### Material provided

==================================================

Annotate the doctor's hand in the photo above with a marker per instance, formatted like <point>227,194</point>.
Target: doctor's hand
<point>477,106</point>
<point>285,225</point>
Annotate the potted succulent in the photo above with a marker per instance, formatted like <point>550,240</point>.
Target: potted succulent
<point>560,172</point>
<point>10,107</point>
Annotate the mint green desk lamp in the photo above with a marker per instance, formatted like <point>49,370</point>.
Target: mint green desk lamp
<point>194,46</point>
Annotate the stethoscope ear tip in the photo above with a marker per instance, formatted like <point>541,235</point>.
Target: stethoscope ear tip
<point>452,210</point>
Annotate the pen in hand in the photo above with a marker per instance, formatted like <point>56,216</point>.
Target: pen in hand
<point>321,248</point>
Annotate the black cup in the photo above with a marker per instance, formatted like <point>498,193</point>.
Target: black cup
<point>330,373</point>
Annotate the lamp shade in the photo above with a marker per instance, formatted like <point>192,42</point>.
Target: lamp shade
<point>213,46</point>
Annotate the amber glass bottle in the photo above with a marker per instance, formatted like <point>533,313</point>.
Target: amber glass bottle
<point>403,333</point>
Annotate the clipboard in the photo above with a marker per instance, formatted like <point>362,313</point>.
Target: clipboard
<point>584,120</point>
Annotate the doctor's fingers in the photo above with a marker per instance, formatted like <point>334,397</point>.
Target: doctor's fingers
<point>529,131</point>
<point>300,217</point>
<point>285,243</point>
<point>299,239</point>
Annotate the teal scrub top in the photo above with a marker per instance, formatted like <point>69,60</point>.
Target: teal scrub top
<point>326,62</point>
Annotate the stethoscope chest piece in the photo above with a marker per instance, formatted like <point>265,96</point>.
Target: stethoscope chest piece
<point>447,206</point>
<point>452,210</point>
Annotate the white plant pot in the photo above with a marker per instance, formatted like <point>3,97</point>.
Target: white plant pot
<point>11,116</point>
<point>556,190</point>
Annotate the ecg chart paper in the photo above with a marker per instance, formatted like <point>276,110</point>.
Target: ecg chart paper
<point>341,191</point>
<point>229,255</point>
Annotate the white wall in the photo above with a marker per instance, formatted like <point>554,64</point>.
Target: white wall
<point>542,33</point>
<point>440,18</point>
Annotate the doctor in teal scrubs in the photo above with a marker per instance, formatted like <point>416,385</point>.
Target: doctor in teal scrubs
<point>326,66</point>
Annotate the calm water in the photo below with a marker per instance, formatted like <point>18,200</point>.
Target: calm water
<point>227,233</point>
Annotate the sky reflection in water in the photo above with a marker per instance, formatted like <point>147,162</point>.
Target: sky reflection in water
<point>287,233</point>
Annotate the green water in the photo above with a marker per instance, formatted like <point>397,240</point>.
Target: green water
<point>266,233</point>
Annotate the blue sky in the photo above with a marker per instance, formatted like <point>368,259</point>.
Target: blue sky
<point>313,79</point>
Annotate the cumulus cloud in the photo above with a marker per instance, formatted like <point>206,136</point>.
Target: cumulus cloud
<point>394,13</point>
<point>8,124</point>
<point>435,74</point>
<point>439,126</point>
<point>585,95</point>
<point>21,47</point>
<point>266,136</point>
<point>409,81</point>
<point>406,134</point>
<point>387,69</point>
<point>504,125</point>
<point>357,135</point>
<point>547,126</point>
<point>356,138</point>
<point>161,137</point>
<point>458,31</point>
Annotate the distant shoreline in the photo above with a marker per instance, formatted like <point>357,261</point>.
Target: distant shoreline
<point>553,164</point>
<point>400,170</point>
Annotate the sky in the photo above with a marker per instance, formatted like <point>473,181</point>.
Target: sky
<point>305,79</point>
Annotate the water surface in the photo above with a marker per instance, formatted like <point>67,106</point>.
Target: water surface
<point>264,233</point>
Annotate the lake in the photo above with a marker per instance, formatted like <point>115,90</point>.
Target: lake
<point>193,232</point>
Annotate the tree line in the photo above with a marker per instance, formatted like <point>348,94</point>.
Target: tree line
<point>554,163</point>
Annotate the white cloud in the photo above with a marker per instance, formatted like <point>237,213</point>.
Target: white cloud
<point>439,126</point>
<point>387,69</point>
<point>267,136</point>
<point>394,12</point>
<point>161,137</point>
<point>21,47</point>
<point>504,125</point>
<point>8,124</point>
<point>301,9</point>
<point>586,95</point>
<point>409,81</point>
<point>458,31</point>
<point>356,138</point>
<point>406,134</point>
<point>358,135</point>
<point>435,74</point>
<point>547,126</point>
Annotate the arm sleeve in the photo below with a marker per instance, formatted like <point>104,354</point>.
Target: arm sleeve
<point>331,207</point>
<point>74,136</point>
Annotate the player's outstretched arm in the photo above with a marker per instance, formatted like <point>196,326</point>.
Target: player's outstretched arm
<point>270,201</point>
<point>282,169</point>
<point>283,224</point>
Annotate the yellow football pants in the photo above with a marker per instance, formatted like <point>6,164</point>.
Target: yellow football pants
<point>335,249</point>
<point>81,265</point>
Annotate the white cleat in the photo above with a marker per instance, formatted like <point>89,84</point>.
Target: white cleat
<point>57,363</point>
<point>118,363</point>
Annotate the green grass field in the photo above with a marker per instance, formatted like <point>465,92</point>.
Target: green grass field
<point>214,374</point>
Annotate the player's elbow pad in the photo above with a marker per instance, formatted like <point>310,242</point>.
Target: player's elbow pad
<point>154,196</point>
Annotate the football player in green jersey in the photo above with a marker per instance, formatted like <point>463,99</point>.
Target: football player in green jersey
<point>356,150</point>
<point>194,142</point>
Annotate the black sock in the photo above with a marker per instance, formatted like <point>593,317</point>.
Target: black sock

==================================================

### Work instructions
All of the material must be reproduced exactly.

### Exercise result
Annotate the doctor's hand in the photo above with a marker per instance, formatted like <point>227,194</point>.
Target: doctor's hand
<point>477,106</point>
<point>285,225</point>
Annotate the potted succulent in the photo above with a marker per instance, formatted like <point>550,240</point>.
Target: potted succulent
<point>560,172</point>
<point>10,107</point>
Annotate the mint green desk lamp in the photo above with a marker per instance, formatted like <point>49,370</point>.
Target: mint green desk lamp
<point>194,46</point>
Annotate the stethoscope ear tip in the photo above with a marker per instance, formatted like <point>541,235</point>.
Target: stethoscope ear tip
<point>452,210</point>
Annotate the pen in hand in the photo above with a marker per instance, formatted like <point>56,216</point>.
Target: pen in hand
<point>321,248</point>
Annotate the black cup in the photo above with a marker per instance, formatted like <point>498,193</point>.
Target: black cup
<point>330,373</point>
Annotate the lamp shade in the photo above with a marker per instance, formatted like <point>192,42</point>.
Target: lamp shade
<point>213,46</point>
Annotate the amber glass bottle in the photo above with a marker per instance, formatted like <point>533,313</point>.
Target: amber glass bottle
<point>403,333</point>
Annotate the clipboard in the photo above with a marker per instance, formatted like <point>362,313</point>.
Target: clipboard
<point>584,120</point>
Annotate the doctor's fingers in the photo above with a marker per instance, formatted like <point>334,397</point>.
Target: doctor's fingers
<point>529,131</point>
<point>300,217</point>
<point>285,243</point>
<point>299,239</point>
Annotate the teal scrub top in the photo above with a marker per instance, formatted like <point>69,60</point>.
Target: teal scrub top
<point>326,62</point>
Annotate the stethoscope chest piece in the photo above with a marker per instance, formatted like <point>265,96</point>.
Target: stethoscope chest piece
<point>447,206</point>
<point>452,210</point>
Annotate the white plant pot in the photo above with a marker per instance, formatted like <point>3,97</point>.
Target: white plant pot
<point>11,116</point>
<point>556,190</point>
Annotate the ecg chart paper in the photo above with a marker per instance, formatted like <point>276,110</point>.
Target: ecg chart paper
<point>341,191</point>
<point>229,255</point>
Annotate the white wall in the photo above with a marker per instance, formatted like <point>554,64</point>.
Target: white wall
<point>542,33</point>
<point>440,18</point>
Annotate the doctor in teal scrubs in the photo above with a marker per instance, formatted like <point>416,385</point>.
Target: doctor in teal scrubs
<point>326,66</point>
Annotate the calm water in the photo below with a marker per instance, formatted like <point>18,200</point>.
Target: calm water
<point>227,233</point>
Annotate the sky reflection in water in the photo above with a marker per instance, formatted like <point>147,162</point>.
Target: sky reflection in water
<point>287,233</point>
Annotate the green water in the photo above with a marker per instance, formatted like <point>397,240</point>.
Target: green water
<point>266,233</point>
Annotate the blue sky in the photo above with a marker per instance, formatted like <point>368,259</point>.
Target: blue sky
<point>313,79</point>
Annotate the cumulus cloud in the photo above with a marker per instance, formatted like <point>206,136</point>.
Target: cumulus cloud
<point>394,13</point>
<point>8,124</point>
<point>435,74</point>
<point>439,126</point>
<point>585,95</point>
<point>21,47</point>
<point>266,136</point>
<point>409,81</point>
<point>406,134</point>
<point>387,69</point>
<point>504,125</point>
<point>357,135</point>
<point>547,126</point>
<point>356,138</point>
<point>161,137</point>
<point>458,31</point>
Annotate the distant shoreline in the photo above with a marker per instance, formatted like <point>357,261</point>.
Target: distant shoreline
<point>553,164</point>
<point>400,170</point>
Annotate the sky in the photo above with a marker per instance, formatted like <point>473,181</point>.
Target: sky
<point>305,79</point>
Annotate the water surface in the photo above with a marker per instance, formatted like <point>67,106</point>.
Target: water surface
<point>264,233</point>
Annotate the lake in the photo above with a marker per instance, formatted like <point>115,90</point>.
Target: lake
<point>193,232</point>
Annotate the tree line in the photo above with a marker per instance, formatted like <point>348,94</point>.
Target: tree line
<point>554,163</point>
Annotate the white cloud in the photo above with a marker per instance, formatted like <point>237,213</point>.
Target: white cloud
<point>439,126</point>
<point>387,69</point>
<point>267,136</point>
<point>394,12</point>
<point>161,137</point>
<point>21,47</point>
<point>504,125</point>
<point>8,124</point>
<point>301,9</point>
<point>586,95</point>
<point>409,81</point>
<point>458,31</point>
<point>356,138</point>
<point>406,134</point>
<point>358,135</point>
<point>435,74</point>
<point>547,126</point>
Annotate the arm sleeve in the photo below with a marker per instance, formatted like <point>104,354</point>.
Target: arm sleeve
<point>331,207</point>
<point>74,136</point>
Annotate the player's outstretched arm in the photo above with a marker per instance, formatted like <point>196,326</point>.
Target: player's outstretched arm
<point>270,201</point>
<point>282,169</point>
<point>283,224</point>
Annotate the yellow football pants in the photo above with a marker per instance, formatted like <point>6,164</point>.
Target: yellow football pants
<point>335,249</point>
<point>81,265</point>
Annotate the white cleat in the photo above with a marker per instance, formatted like <point>89,84</point>.
Target: white cleat
<point>57,363</point>
<point>118,363</point>
Annotate the green grass field in the photo above with a marker per instance, formatted like <point>465,92</point>.
Target: green grass field
<point>214,374</point>
Annotate the player's elbow pad in the photo above with a marker per instance, formatted like <point>310,242</point>.
Target: player's elbow pad
<point>154,196</point>
Annotate the football player in green jersey in the photo above with a marker per instance, formatted like <point>463,99</point>.
Target: football player in green jersey
<point>356,150</point>
<point>194,142</point>
Annotate the black sock in the photo above with a marker per instance, formatted like <point>593,317</point>.
Target: black sock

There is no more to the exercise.